* **Textauszug**:
Ich will Ihnen einmal vorlesen, was im letzten halben Jahr passiert ist: Im Juli 2003 hat Frau Ministerin Schavan während einer Plenarsitzung des Landtags die Veranstaltung
zum 50-Jahr-Jubiläum des Landesschulbeirats Baden-Württemberg durchgeführt und dazu auch Abgeordnete eingeladen. Wir haben uns damals beschwert. Im gesamten Präsidium war klar, dass man so etwas nicht machen sollte.
Dann war eine Weile lang Ruhe. Und dann kam es besonders dick: Am 27. November wollte zunächst die Frau Justizministerin weg. Das haben wir im Präsidium verhindert.
Trotzdem haben am 27. November Herr Teufel und der Herr Wirtschaftsminister parallel zur Landtagssitzung Verhandlungen mit der Stadt Leinfelden-Echterdingen geführt. Das Präsidium hat darüber diskutiert und wiederum gesagt, dass das nicht gehe. Am 10. Dezember gab es eine Einladung zum Symposium von Wirtschaftsminister Döring zu „Frauen in Führungspositionen“, auch parallel zu einer Landtagssitzung.

* **Auflistung**:
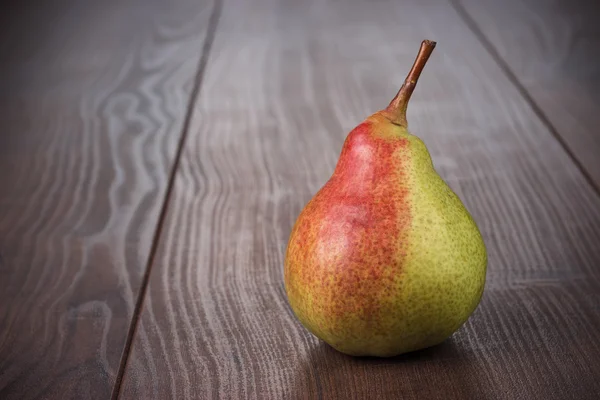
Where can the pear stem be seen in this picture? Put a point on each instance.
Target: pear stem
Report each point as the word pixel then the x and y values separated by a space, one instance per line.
pixel 396 111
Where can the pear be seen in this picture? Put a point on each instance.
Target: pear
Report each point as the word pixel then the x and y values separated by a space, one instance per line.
pixel 385 259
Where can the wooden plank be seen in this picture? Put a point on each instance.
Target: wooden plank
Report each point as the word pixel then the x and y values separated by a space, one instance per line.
pixel 553 49
pixel 285 83
pixel 92 100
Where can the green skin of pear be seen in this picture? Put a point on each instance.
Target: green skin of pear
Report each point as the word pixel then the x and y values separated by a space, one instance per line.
pixel 385 259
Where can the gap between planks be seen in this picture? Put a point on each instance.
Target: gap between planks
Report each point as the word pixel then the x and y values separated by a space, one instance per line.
pixel 197 85
pixel 205 53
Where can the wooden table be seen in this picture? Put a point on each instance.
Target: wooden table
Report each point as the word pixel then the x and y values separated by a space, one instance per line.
pixel 154 156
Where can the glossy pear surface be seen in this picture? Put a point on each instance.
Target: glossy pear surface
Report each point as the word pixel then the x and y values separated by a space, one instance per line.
pixel 384 259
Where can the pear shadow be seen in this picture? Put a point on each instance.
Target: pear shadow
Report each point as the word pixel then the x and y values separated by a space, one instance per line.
pixel 440 371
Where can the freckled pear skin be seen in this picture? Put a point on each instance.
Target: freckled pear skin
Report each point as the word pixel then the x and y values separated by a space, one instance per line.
pixel 385 259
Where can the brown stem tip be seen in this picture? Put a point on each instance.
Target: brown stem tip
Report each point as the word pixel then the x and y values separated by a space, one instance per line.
pixel 396 111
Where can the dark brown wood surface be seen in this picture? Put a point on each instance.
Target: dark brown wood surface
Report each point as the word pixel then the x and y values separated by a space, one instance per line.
pixel 92 103
pixel 552 48
pixel 284 85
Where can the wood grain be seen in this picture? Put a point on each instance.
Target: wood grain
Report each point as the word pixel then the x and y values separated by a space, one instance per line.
pixel 553 48
pixel 286 82
pixel 92 101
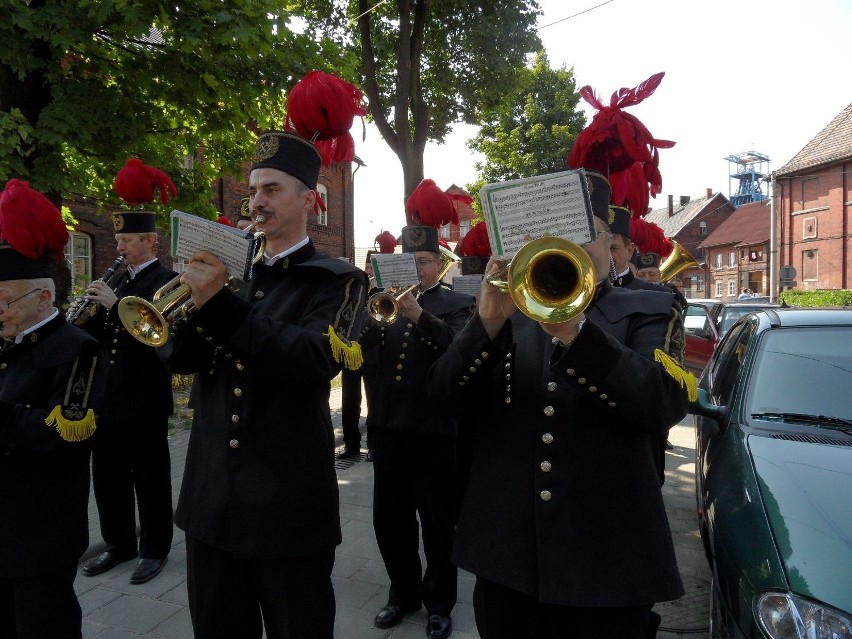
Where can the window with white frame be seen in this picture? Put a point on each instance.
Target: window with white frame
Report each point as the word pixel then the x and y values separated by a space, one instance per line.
pixel 78 254
pixel 322 216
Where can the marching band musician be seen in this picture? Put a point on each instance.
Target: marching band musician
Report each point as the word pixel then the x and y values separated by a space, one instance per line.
pixel 131 451
pixel 259 501
pixel 51 380
pixel 563 522
pixel 413 442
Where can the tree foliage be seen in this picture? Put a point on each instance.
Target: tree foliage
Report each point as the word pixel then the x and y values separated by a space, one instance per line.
pixel 532 135
pixel 85 84
pixel 427 64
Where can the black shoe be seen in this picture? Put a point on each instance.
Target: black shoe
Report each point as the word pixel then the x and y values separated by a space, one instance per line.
pixel 391 615
pixel 439 627
pixel 105 561
pixel 146 570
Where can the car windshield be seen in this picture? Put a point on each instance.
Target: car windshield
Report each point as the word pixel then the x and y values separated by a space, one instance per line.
pixel 803 371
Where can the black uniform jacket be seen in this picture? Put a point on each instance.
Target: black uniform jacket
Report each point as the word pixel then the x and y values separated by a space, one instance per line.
pixel 563 501
pixel 260 479
pixel 404 353
pixel 44 479
pixel 138 383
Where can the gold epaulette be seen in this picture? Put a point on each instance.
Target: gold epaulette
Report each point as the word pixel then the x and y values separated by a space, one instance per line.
pixel 73 419
pixel 345 351
pixel 687 380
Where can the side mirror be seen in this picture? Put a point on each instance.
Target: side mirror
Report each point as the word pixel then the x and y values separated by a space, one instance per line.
pixel 705 408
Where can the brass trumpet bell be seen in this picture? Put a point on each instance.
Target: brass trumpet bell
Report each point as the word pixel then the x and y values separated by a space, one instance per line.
pixel 551 280
pixel 678 260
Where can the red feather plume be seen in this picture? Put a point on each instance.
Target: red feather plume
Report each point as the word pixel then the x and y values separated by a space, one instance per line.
pixel 385 241
pixel 137 182
pixel 620 147
pixel 476 242
pixel 431 206
pixel 30 223
pixel 649 238
pixel 321 108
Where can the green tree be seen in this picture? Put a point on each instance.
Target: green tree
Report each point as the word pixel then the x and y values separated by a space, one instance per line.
pixel 532 135
pixel 427 64
pixel 85 84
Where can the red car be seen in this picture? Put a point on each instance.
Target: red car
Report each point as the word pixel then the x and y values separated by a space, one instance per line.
pixel 706 322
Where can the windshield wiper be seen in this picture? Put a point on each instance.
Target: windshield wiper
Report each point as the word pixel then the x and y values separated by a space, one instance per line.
pixel 823 421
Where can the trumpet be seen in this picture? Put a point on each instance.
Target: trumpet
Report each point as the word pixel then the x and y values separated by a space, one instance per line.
pixel 150 322
pixel 550 279
pixel 84 307
pixel 383 306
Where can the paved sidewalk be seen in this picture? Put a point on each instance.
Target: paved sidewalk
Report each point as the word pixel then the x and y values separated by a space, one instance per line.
pixel 113 609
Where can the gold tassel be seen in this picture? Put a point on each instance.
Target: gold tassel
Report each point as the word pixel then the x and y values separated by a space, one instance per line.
pixel 685 378
pixel 72 431
pixel 345 351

* **Aufgabe A**:
Welche Datumsangaben nennt der Textauszug? Führe jede nur einmal auf.
* **Aufgabe B**:
Fasse den Absatz des Textauszugs, der mit „Trotzdem haben am 27. November“ beginnt, als kurze Liste zusammen, ohne die wesentlichen Fakten zu verlieren.
* **Aufgabe C**:
Entnimm dem Textauszug den Wortlaut ab der Stelle mit „Dann war eine“ und höre nach „im Präsidium verhindert.“ auf.

* **Erwartete Ausgabe A**:
- Juli 2003
- 27. November
- 10. Dezember

* **Erwartete Ausgabe B**:
- 27. November: Herr Teufel und der Wirtschaftsminister verhandeln parallel zur Landtagssitzung mit der Stadt Leinfelden-Echterdingen.
- Das Präsidium hält erneut fest, dass das nicht geht.
- 10. Dezember: Wirtschaftsminister Döring lädt parallel zu einer Landtagssitzung zum Symposium „Frauen in Führungspositionen“ ein.

* **Erwartete Ausgabe C**:
Dann war eine Weile lang Ruhe. Und dann kam es besonders dick: Am 27. November wollte zunächst die Frau Justizministerin weg. Das haben wir im Präsidium verhindert.